> _CHALLENGE_
Switch "marigold flower" to "orange blossom" and give the lines again, otherwise unchanged, beginning at the line that has "the marigold flower" and stopping after the last of the items.

> _RECORD EXTRACTS_
= = = = = = =
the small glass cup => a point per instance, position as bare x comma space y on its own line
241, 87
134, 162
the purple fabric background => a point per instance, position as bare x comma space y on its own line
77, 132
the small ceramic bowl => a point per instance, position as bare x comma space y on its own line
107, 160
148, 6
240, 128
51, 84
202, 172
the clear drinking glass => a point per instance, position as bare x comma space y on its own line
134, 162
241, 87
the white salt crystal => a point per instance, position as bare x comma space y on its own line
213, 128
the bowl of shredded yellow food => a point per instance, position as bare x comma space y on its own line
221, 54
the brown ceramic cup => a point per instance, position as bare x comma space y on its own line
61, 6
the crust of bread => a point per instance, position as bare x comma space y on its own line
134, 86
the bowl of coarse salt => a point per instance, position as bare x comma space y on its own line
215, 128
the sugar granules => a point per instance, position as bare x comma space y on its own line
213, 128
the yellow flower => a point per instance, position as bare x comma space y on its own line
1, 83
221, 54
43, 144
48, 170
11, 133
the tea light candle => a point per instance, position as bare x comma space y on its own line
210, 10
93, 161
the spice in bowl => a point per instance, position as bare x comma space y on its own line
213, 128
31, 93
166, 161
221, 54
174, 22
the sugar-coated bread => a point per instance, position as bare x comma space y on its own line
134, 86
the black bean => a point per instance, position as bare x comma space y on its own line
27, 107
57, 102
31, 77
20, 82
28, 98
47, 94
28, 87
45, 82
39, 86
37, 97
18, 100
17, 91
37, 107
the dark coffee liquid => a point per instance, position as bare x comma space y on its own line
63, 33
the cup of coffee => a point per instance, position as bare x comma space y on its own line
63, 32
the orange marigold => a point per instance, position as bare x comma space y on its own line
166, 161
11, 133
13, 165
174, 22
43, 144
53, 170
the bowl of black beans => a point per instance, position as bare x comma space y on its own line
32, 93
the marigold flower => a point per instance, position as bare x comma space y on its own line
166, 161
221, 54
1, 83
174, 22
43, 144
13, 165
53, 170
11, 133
= = = = = = =
> _FULL RESPONSE_
the orange blossom => a point per instance, position as bare x comma space y on its own line
166, 161
221, 54
1, 83
174, 22
43, 144
13, 165
53, 170
11, 133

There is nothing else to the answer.